**Problem:** Output the line with "Box the plaid" and every following line to the end of the material, exactly as they appear.

**Data for processing:**
+-------+

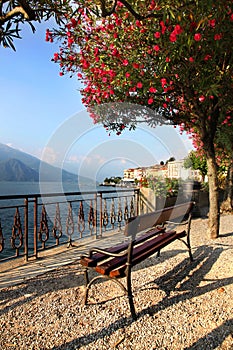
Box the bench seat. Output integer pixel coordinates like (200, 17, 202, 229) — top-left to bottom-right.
(80, 202, 194, 319)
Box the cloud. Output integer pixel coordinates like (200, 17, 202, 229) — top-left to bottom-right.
(41, 146, 59, 164)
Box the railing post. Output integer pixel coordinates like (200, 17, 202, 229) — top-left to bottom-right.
(99, 192, 103, 238)
(34, 197, 38, 259)
(24, 198, 28, 261)
(94, 193, 98, 239)
(135, 189, 139, 216)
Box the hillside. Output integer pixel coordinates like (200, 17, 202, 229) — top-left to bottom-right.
(0, 143, 77, 182)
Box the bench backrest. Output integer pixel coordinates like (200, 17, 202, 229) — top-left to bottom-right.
(125, 202, 194, 238)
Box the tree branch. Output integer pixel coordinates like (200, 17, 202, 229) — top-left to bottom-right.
(0, 1, 36, 25)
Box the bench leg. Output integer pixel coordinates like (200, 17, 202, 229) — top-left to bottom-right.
(126, 266, 137, 320)
(188, 245, 193, 262)
(83, 268, 89, 286)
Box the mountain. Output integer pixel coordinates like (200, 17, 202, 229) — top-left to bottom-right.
(0, 158, 39, 181)
(0, 143, 78, 182)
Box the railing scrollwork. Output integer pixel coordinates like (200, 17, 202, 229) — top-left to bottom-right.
(11, 207, 23, 256)
(39, 205, 49, 249)
(88, 200, 95, 235)
(78, 201, 85, 238)
(66, 202, 74, 247)
(0, 188, 139, 262)
(53, 203, 62, 245)
(0, 220, 4, 253)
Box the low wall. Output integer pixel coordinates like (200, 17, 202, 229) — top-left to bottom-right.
(139, 187, 209, 217)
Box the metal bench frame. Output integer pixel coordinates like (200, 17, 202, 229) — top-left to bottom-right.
(80, 202, 194, 319)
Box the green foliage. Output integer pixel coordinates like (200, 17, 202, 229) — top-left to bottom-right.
(103, 176, 122, 184)
(183, 151, 207, 180)
(143, 176, 181, 198)
(0, 1, 71, 50)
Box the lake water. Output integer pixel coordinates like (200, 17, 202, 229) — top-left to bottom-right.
(0, 181, 98, 196)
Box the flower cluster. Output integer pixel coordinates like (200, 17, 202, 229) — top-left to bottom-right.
(48, 0, 233, 165)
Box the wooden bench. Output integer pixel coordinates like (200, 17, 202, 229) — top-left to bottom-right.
(80, 201, 194, 319)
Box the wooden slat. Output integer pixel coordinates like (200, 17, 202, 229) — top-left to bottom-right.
(95, 231, 176, 275)
(80, 227, 164, 267)
(109, 230, 186, 278)
(125, 202, 193, 237)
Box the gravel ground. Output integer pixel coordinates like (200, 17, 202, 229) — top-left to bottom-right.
(0, 214, 232, 350)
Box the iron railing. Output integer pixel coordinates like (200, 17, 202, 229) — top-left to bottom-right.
(0, 188, 139, 263)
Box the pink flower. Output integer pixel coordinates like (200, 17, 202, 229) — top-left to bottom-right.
(209, 19, 216, 27)
(154, 31, 161, 39)
(137, 82, 143, 88)
(153, 45, 160, 52)
(166, 57, 170, 62)
(148, 98, 154, 105)
(204, 54, 212, 61)
(189, 57, 194, 62)
(125, 72, 130, 78)
(169, 32, 177, 42)
(214, 33, 222, 40)
(194, 33, 202, 41)
(174, 24, 183, 35)
(53, 53, 59, 61)
(133, 63, 140, 69)
(149, 87, 157, 93)
(122, 59, 129, 66)
(161, 78, 167, 88)
(160, 21, 167, 34)
(199, 95, 205, 102)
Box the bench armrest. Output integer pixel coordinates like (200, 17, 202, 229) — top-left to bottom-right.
(165, 219, 189, 226)
(84, 247, 128, 259)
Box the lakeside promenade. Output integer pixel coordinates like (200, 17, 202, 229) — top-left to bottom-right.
(0, 214, 232, 349)
(0, 228, 126, 290)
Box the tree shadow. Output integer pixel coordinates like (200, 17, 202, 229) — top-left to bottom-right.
(0, 263, 85, 317)
(51, 244, 233, 349)
(184, 318, 233, 350)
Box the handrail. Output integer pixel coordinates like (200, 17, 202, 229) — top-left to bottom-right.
(0, 188, 139, 263)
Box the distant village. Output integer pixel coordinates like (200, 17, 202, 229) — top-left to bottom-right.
(101, 158, 202, 187)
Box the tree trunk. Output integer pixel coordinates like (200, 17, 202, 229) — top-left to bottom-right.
(220, 161, 233, 212)
(206, 154, 220, 238)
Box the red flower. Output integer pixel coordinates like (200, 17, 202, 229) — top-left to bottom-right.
(133, 63, 140, 69)
(199, 95, 205, 102)
(122, 59, 129, 66)
(137, 82, 143, 88)
(204, 54, 212, 61)
(174, 24, 183, 35)
(149, 87, 157, 93)
(148, 98, 154, 105)
(189, 57, 194, 62)
(154, 31, 161, 39)
(169, 32, 177, 42)
(209, 19, 216, 27)
(160, 21, 167, 34)
(214, 33, 222, 40)
(153, 45, 160, 52)
(194, 33, 202, 41)
(125, 72, 130, 78)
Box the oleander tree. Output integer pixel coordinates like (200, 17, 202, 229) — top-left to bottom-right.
(0, 0, 72, 50)
(216, 121, 233, 212)
(51, 0, 232, 238)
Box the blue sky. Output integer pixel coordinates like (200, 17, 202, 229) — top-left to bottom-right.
(0, 21, 193, 182)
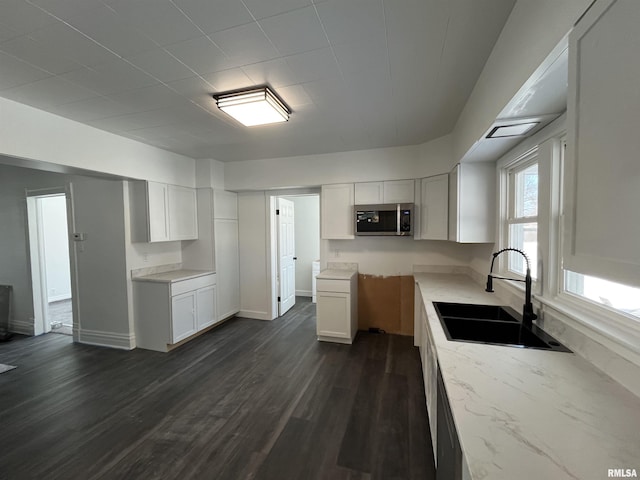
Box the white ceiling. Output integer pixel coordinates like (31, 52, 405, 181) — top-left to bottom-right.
(0, 0, 516, 162)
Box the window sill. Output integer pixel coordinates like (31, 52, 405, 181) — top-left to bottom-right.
(490, 274, 640, 360)
(537, 294, 640, 359)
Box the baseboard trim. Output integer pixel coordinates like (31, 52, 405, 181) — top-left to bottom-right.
(78, 328, 135, 350)
(296, 290, 312, 297)
(9, 319, 34, 336)
(237, 310, 274, 321)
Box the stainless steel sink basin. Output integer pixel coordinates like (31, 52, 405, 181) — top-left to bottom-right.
(433, 302, 571, 352)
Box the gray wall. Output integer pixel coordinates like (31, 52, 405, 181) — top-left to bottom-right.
(0, 163, 131, 343)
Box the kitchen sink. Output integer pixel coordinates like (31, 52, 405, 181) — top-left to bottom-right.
(433, 302, 571, 352)
(433, 302, 519, 322)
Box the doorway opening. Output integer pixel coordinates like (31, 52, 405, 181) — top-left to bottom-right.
(26, 190, 74, 336)
(271, 194, 320, 318)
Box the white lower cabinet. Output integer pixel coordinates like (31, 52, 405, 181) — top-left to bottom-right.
(416, 290, 438, 465)
(316, 271, 358, 344)
(134, 272, 217, 352)
(171, 291, 197, 343)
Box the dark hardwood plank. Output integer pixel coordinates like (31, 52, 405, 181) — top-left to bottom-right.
(0, 298, 434, 480)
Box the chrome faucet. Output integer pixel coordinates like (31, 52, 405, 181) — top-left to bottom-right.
(485, 248, 538, 329)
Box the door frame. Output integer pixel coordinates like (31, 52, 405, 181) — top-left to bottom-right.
(25, 185, 79, 337)
(266, 189, 320, 320)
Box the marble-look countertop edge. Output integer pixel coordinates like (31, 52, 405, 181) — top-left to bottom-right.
(316, 269, 357, 280)
(132, 269, 215, 283)
(414, 272, 640, 480)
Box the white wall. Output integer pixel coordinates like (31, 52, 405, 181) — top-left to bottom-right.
(289, 195, 320, 297)
(451, 0, 592, 163)
(195, 158, 225, 189)
(40, 195, 71, 302)
(237, 191, 272, 320)
(323, 238, 478, 276)
(0, 97, 195, 186)
(225, 136, 453, 191)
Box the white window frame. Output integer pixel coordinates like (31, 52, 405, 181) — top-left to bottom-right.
(499, 147, 539, 280)
(497, 118, 640, 369)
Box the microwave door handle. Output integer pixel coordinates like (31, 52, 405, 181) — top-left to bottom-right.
(396, 204, 400, 235)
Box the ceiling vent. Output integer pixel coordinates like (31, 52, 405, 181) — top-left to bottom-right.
(486, 122, 539, 139)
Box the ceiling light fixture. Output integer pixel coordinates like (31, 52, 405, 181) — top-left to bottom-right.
(486, 122, 539, 138)
(214, 87, 290, 127)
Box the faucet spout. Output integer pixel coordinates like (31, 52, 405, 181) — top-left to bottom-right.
(485, 248, 538, 329)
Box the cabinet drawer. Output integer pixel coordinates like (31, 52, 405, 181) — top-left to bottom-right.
(171, 274, 216, 296)
(316, 278, 351, 294)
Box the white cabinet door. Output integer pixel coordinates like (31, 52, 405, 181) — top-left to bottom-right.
(354, 182, 384, 204)
(316, 291, 351, 339)
(196, 284, 217, 330)
(420, 174, 448, 240)
(171, 291, 197, 343)
(168, 185, 198, 240)
(321, 184, 354, 239)
(214, 218, 240, 320)
(448, 163, 495, 243)
(383, 179, 415, 203)
(147, 182, 169, 242)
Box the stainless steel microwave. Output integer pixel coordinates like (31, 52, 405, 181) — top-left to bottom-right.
(355, 203, 414, 236)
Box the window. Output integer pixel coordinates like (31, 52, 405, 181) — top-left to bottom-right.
(505, 154, 538, 278)
(564, 271, 640, 319)
(558, 139, 640, 322)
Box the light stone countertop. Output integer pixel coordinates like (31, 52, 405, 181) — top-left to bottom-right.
(415, 273, 640, 480)
(132, 269, 215, 283)
(316, 269, 357, 280)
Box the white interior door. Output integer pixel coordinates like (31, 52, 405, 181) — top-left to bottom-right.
(278, 198, 296, 316)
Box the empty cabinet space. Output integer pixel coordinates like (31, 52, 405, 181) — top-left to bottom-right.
(316, 269, 358, 344)
(133, 270, 217, 352)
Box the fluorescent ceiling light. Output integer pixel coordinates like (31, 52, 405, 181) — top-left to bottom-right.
(215, 87, 290, 127)
(486, 122, 539, 138)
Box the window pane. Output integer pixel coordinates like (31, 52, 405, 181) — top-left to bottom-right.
(565, 271, 640, 318)
(508, 223, 537, 278)
(515, 163, 538, 218)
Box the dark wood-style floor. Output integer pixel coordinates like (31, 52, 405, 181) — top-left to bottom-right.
(0, 298, 434, 480)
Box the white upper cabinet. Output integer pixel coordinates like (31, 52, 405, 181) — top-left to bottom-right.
(147, 182, 169, 242)
(417, 174, 448, 240)
(564, 0, 640, 286)
(354, 182, 384, 204)
(130, 181, 198, 243)
(383, 179, 415, 204)
(354, 180, 415, 204)
(448, 163, 495, 243)
(168, 185, 198, 240)
(321, 183, 355, 239)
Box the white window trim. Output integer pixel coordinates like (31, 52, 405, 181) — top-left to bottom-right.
(498, 147, 539, 280)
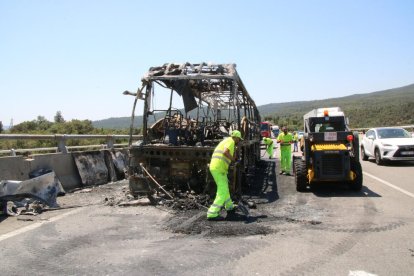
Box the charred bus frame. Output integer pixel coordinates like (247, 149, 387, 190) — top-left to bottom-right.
(126, 63, 261, 199)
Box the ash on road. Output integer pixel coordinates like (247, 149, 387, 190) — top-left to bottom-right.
(54, 159, 322, 238)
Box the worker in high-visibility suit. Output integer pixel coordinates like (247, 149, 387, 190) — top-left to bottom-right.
(292, 131, 298, 152)
(262, 137, 274, 159)
(207, 130, 242, 220)
(277, 126, 294, 175)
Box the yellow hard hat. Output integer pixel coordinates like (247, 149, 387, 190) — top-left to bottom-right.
(231, 130, 243, 140)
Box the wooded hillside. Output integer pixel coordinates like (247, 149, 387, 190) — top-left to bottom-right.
(260, 83, 414, 129)
(93, 83, 414, 130)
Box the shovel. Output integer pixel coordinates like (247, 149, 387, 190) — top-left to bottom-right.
(236, 199, 250, 218)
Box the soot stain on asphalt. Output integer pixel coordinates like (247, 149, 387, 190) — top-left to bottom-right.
(163, 161, 279, 237)
(165, 210, 274, 237)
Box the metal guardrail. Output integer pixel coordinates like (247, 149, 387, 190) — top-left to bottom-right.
(0, 134, 143, 156)
(2, 125, 413, 156)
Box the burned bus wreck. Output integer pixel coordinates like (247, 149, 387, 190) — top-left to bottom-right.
(126, 63, 261, 199)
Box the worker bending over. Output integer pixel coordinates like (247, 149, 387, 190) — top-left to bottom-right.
(262, 137, 274, 159)
(207, 130, 242, 221)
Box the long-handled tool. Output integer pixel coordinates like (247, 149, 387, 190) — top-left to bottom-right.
(236, 199, 250, 218)
(140, 163, 174, 199)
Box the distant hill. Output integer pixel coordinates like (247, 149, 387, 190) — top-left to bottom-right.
(93, 117, 135, 130)
(93, 83, 414, 130)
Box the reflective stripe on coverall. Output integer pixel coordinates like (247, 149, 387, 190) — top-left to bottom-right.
(207, 137, 235, 218)
(277, 132, 293, 173)
(263, 137, 274, 157)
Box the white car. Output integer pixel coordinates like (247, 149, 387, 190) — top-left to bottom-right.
(361, 127, 414, 165)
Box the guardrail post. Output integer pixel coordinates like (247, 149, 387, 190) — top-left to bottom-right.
(106, 135, 114, 149)
(56, 135, 68, 154)
(10, 148, 16, 156)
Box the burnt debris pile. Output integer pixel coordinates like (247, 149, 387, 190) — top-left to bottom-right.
(151, 191, 211, 211)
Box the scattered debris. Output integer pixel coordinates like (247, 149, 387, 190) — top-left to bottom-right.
(5, 201, 21, 216)
(118, 198, 151, 207)
(150, 191, 210, 211)
(247, 200, 257, 209)
(0, 171, 64, 216)
(73, 188, 93, 194)
(17, 218, 34, 221)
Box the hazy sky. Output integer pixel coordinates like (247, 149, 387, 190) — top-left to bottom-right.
(1, 0, 413, 125)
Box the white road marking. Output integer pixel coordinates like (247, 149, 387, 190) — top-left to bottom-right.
(363, 172, 414, 199)
(349, 270, 377, 276)
(0, 207, 83, 242)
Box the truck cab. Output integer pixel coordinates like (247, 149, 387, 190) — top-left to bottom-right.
(260, 122, 272, 138)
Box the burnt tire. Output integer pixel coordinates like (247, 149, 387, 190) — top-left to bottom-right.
(292, 156, 299, 175)
(361, 146, 368, 161)
(349, 161, 363, 191)
(294, 159, 307, 192)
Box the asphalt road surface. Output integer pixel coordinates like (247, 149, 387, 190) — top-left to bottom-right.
(1, 148, 414, 276)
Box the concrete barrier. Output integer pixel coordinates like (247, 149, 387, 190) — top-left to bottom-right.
(27, 153, 81, 191)
(0, 156, 31, 180)
(0, 149, 127, 192)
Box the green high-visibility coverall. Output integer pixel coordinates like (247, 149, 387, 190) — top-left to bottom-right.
(207, 137, 235, 218)
(293, 133, 298, 152)
(277, 132, 293, 173)
(262, 137, 274, 158)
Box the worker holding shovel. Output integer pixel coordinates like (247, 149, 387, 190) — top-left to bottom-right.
(262, 137, 274, 159)
(206, 130, 242, 221)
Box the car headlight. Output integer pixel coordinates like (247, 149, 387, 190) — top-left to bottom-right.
(380, 142, 397, 149)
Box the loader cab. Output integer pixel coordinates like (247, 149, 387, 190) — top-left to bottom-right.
(310, 117, 347, 133)
(303, 107, 349, 134)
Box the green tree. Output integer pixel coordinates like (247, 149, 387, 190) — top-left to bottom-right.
(11, 120, 38, 132)
(35, 116, 53, 131)
(0, 121, 3, 133)
(54, 111, 65, 123)
(65, 119, 95, 134)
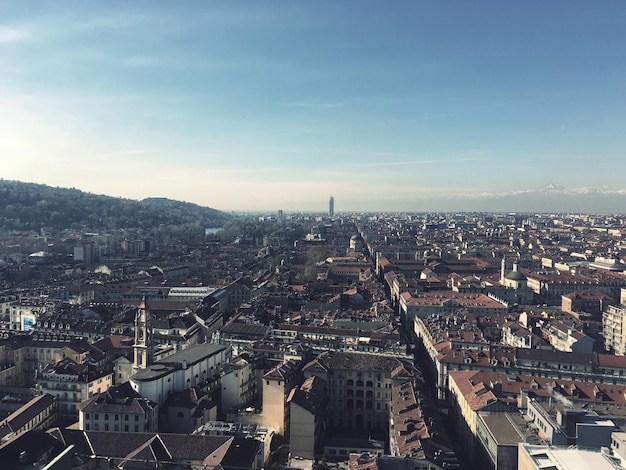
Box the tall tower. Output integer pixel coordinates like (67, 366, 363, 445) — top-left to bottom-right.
(133, 296, 154, 374)
(329, 196, 334, 217)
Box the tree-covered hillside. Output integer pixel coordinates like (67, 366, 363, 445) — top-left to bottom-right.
(0, 180, 230, 231)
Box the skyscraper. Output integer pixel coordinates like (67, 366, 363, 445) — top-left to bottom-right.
(329, 196, 334, 217)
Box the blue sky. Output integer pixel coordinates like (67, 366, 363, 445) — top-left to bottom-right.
(2, 1, 626, 212)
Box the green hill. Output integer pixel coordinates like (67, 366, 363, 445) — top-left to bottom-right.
(0, 180, 230, 231)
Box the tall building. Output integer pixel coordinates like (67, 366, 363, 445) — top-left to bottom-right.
(287, 375, 327, 460)
(329, 196, 334, 217)
(133, 297, 154, 374)
(604, 304, 626, 355)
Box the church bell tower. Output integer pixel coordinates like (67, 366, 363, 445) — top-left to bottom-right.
(133, 296, 154, 374)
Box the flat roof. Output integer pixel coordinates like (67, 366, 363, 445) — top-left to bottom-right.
(159, 343, 227, 367)
(478, 412, 526, 446)
(521, 444, 625, 469)
(132, 343, 227, 382)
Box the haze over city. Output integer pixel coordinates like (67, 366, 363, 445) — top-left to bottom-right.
(2, 1, 626, 213)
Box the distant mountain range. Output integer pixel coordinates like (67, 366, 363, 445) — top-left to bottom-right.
(462, 185, 626, 214)
(0, 179, 230, 231)
(342, 185, 626, 214)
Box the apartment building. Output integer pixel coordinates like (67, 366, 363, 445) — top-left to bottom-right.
(542, 319, 594, 353)
(78, 381, 158, 433)
(562, 291, 616, 319)
(287, 375, 327, 460)
(526, 271, 626, 306)
(261, 359, 301, 435)
(38, 358, 113, 421)
(220, 353, 257, 414)
(0, 393, 56, 442)
(448, 370, 512, 461)
(604, 305, 626, 355)
(400, 292, 507, 323)
(302, 350, 418, 433)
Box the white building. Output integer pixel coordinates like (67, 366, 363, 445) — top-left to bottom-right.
(604, 305, 626, 355)
(220, 353, 257, 414)
(130, 342, 229, 405)
(9, 300, 44, 331)
(518, 444, 625, 470)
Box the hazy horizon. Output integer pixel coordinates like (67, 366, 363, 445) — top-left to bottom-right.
(6, 178, 626, 216)
(2, 2, 626, 212)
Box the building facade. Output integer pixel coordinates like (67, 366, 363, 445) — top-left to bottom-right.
(79, 382, 158, 433)
(130, 342, 229, 405)
(287, 375, 327, 460)
(604, 304, 626, 355)
(38, 358, 113, 422)
(302, 350, 417, 434)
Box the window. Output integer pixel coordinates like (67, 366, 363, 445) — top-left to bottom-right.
(104, 414, 109, 421)
(86, 413, 90, 419)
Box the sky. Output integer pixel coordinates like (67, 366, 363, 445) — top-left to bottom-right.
(1, 1, 626, 213)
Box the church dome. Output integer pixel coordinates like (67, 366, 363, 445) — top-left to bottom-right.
(505, 270, 526, 281)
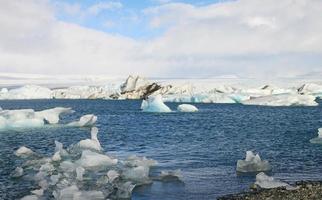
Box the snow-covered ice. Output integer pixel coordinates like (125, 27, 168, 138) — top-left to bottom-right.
(255, 172, 292, 189)
(141, 95, 171, 112)
(236, 151, 271, 173)
(242, 94, 318, 106)
(177, 104, 198, 112)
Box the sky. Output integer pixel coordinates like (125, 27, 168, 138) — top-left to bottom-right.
(0, 0, 322, 78)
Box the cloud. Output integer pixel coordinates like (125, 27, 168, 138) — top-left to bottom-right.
(0, 0, 322, 78)
(87, 2, 123, 15)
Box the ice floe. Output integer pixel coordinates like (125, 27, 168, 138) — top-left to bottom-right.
(255, 172, 292, 189)
(13, 127, 180, 200)
(0, 107, 73, 130)
(236, 151, 271, 173)
(67, 114, 97, 127)
(141, 94, 172, 112)
(177, 104, 198, 112)
(310, 128, 322, 144)
(242, 94, 318, 106)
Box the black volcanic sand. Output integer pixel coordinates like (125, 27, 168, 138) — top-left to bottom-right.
(218, 181, 322, 200)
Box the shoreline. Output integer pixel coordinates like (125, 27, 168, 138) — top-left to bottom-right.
(219, 181, 322, 200)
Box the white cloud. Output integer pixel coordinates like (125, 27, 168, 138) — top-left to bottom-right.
(0, 0, 322, 78)
(87, 2, 123, 15)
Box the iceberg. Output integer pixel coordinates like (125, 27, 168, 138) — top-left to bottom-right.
(310, 128, 322, 144)
(298, 83, 322, 97)
(159, 169, 182, 182)
(236, 151, 271, 173)
(15, 146, 35, 158)
(177, 104, 198, 112)
(67, 114, 97, 127)
(76, 127, 102, 151)
(255, 172, 291, 189)
(0, 107, 73, 130)
(141, 94, 172, 112)
(242, 94, 318, 106)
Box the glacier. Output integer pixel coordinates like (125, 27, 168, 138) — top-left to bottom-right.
(0, 75, 321, 107)
(236, 151, 272, 173)
(14, 127, 181, 200)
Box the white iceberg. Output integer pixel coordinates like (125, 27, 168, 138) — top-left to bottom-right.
(177, 104, 198, 112)
(310, 128, 322, 144)
(236, 151, 271, 173)
(0, 107, 73, 130)
(255, 172, 291, 189)
(67, 114, 97, 127)
(76, 127, 102, 151)
(242, 94, 318, 106)
(15, 146, 35, 158)
(0, 85, 52, 100)
(141, 94, 171, 112)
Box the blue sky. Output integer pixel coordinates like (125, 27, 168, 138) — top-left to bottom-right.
(53, 0, 226, 39)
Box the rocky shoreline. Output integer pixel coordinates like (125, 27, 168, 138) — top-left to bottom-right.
(219, 181, 322, 200)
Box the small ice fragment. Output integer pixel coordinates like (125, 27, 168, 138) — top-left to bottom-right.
(255, 172, 291, 189)
(236, 151, 271, 173)
(77, 150, 117, 169)
(76, 166, 85, 181)
(177, 104, 198, 112)
(77, 127, 102, 151)
(116, 181, 136, 199)
(310, 128, 322, 144)
(123, 166, 150, 183)
(50, 174, 61, 185)
(52, 152, 61, 162)
(68, 114, 97, 127)
(31, 189, 44, 196)
(160, 169, 182, 181)
(107, 170, 119, 182)
(142, 95, 171, 112)
(15, 146, 34, 158)
(12, 167, 24, 178)
(124, 155, 157, 167)
(20, 195, 39, 200)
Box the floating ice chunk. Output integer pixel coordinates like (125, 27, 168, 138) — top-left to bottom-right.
(35, 107, 73, 124)
(116, 181, 136, 199)
(73, 190, 105, 200)
(177, 104, 198, 112)
(140, 100, 148, 110)
(12, 167, 24, 178)
(77, 127, 102, 151)
(15, 146, 34, 158)
(159, 169, 182, 181)
(76, 166, 85, 181)
(60, 161, 77, 172)
(310, 128, 322, 144)
(107, 170, 119, 182)
(242, 94, 318, 106)
(255, 172, 291, 189)
(236, 151, 271, 173)
(56, 185, 79, 199)
(31, 189, 44, 196)
(124, 155, 158, 168)
(77, 150, 117, 169)
(123, 166, 150, 183)
(67, 114, 97, 127)
(50, 174, 61, 185)
(142, 94, 171, 112)
(20, 195, 39, 200)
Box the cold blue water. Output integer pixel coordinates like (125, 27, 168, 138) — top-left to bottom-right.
(1, 99, 322, 200)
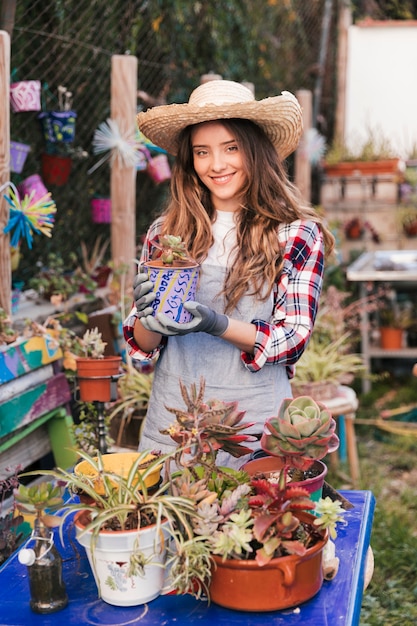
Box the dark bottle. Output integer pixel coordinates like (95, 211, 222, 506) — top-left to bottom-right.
(18, 519, 68, 614)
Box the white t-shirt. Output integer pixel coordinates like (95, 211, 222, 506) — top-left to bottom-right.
(206, 211, 237, 267)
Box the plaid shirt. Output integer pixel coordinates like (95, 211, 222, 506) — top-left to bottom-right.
(124, 217, 324, 378)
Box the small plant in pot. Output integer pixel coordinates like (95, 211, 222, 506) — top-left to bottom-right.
(75, 327, 122, 403)
(143, 234, 200, 323)
(14, 482, 68, 614)
(24, 449, 212, 607)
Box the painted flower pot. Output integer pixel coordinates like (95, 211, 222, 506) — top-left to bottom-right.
(10, 141, 31, 173)
(243, 455, 327, 504)
(209, 511, 328, 612)
(41, 153, 72, 186)
(76, 356, 122, 402)
(144, 261, 200, 323)
(74, 511, 169, 607)
(91, 197, 111, 223)
(10, 80, 41, 112)
(38, 110, 77, 143)
(17, 174, 49, 202)
(147, 154, 171, 183)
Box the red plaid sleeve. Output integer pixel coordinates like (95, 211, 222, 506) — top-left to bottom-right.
(241, 220, 325, 376)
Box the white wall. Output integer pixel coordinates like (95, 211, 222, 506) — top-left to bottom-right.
(345, 21, 417, 158)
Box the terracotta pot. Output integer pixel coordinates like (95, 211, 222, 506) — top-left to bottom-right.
(76, 356, 122, 402)
(209, 511, 328, 611)
(379, 326, 404, 350)
(242, 456, 327, 504)
(144, 260, 200, 323)
(324, 158, 401, 177)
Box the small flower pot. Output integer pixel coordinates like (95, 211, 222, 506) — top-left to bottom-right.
(147, 154, 171, 183)
(74, 511, 169, 606)
(144, 260, 200, 323)
(17, 174, 49, 202)
(76, 356, 122, 402)
(379, 327, 404, 350)
(10, 141, 31, 174)
(91, 197, 111, 223)
(243, 455, 327, 504)
(38, 110, 77, 143)
(10, 80, 41, 112)
(41, 153, 72, 186)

+-------+

**Output for this task:**
Box the plaid shirt. Output integer pixel coordinates like (95, 211, 222, 506) — top-left to bottom-right.
(124, 217, 324, 378)
Box the small plant in pot. Output integer pixel coordinates like (95, 211, 222, 506) — top-left to bottom-right.
(75, 327, 122, 403)
(143, 234, 200, 323)
(14, 482, 68, 614)
(24, 449, 212, 607)
Box the painted flower pot. Output integer pixel coordinates like (95, 211, 222, 506) — top-left to bottom-right.
(10, 141, 31, 173)
(243, 455, 327, 504)
(209, 511, 328, 612)
(41, 153, 72, 186)
(76, 356, 122, 402)
(144, 261, 200, 323)
(74, 511, 169, 607)
(91, 197, 111, 223)
(10, 80, 41, 112)
(38, 110, 77, 143)
(17, 174, 49, 202)
(147, 154, 171, 183)
Box the red plaid sleeve. Output integer pixel coordinates like (95, 211, 222, 506) — top-left to bottom-right.
(241, 220, 325, 376)
Box the white wall. Output integer pixel coordinates like (95, 211, 222, 506) — top-left to bottom-right.
(345, 21, 417, 158)
Box the terracotta pot. Output integer pixel coordinates like (95, 211, 222, 506) — top-left to bottom-right.
(76, 356, 122, 402)
(209, 511, 328, 611)
(379, 326, 404, 350)
(242, 456, 327, 504)
(144, 260, 200, 323)
(324, 158, 401, 177)
Box the small flower pot. Output integer pixel coordinates like (95, 211, 222, 506) — top-left to bottom-right.
(147, 154, 171, 183)
(74, 511, 169, 606)
(144, 260, 200, 323)
(17, 174, 49, 202)
(76, 356, 122, 402)
(379, 327, 404, 350)
(10, 141, 31, 174)
(91, 197, 111, 223)
(243, 455, 327, 504)
(38, 110, 77, 143)
(10, 80, 41, 112)
(41, 153, 72, 186)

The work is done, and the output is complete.